Exercise
Omit the pictures, then reproduce every remaining record exactly.

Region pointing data
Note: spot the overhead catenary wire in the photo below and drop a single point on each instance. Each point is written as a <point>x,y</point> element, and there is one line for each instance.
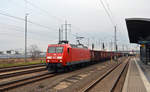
<point>43,10</point>
<point>46,12</point>
<point>22,19</point>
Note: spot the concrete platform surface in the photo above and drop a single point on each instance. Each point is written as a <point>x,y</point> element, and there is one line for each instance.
<point>136,81</point>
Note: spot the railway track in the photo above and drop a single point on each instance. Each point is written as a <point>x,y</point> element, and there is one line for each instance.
<point>19,67</point>
<point>17,83</point>
<point>111,81</point>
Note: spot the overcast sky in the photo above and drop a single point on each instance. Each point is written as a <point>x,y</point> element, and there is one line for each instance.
<point>87,17</point>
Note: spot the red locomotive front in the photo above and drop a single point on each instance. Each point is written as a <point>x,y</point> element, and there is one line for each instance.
<point>65,55</point>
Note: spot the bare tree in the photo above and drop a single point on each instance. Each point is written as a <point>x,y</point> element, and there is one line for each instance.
<point>34,51</point>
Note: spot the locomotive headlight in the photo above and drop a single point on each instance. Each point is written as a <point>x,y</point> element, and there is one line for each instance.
<point>49,57</point>
<point>59,57</point>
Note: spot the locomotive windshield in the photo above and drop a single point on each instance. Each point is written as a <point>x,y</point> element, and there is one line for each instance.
<point>55,49</point>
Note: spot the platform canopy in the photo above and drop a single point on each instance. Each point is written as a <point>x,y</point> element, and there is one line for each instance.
<point>138,29</point>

Exercise solution
Note: spot the overhead catenary wire in the photo below and drop a single point on each instance. Each point is written as a <point>x,y</point> element, and there is one line for each instance.
<point>43,10</point>
<point>46,12</point>
<point>22,19</point>
Note: spot the concrete platform surface in the photo above and drop a single point on each instance. Each point is written as a <point>x,y</point> element, and there is one line for each instance.
<point>136,81</point>
Note: spot the railway track in the photo above and drop a single point on each instance. Each point is written as a <point>x,y</point> element, and there is one line for each instance.
<point>19,67</point>
<point>17,83</point>
<point>111,81</point>
Note: spot the overcast sky in the photo above and drop a single point on each instance. Each point is written as a <point>x,y</point> element, and there is one line for each instance.
<point>87,17</point>
Note: spot the red locomotive front in the photo above and drop a single point on each instance. Each point is written as a <point>x,y</point> element, and there is one line for each instance.
<point>65,55</point>
Note: spot the bare tree in the photo above and drop a single point on each instance. Each point is written as a <point>x,y</point> element, and there is one line for each instance.
<point>34,51</point>
Note: spot the locomotive headlight in the photo above and drop a single point on each instance. Each point is written as a <point>x,y</point> element, and there is one line for each instance.
<point>49,57</point>
<point>59,57</point>
Note: spot the locomotive windshield in the photo above and drop a single point on each instance. Each point is written as a <point>x,y</point> element, and there is one line for each instance.
<point>55,49</point>
Note: spot the platform canopy in the photo above and drop a single point on each instance. Each point is written as a <point>x,y</point> element, and there is one line for each instance.
<point>138,29</point>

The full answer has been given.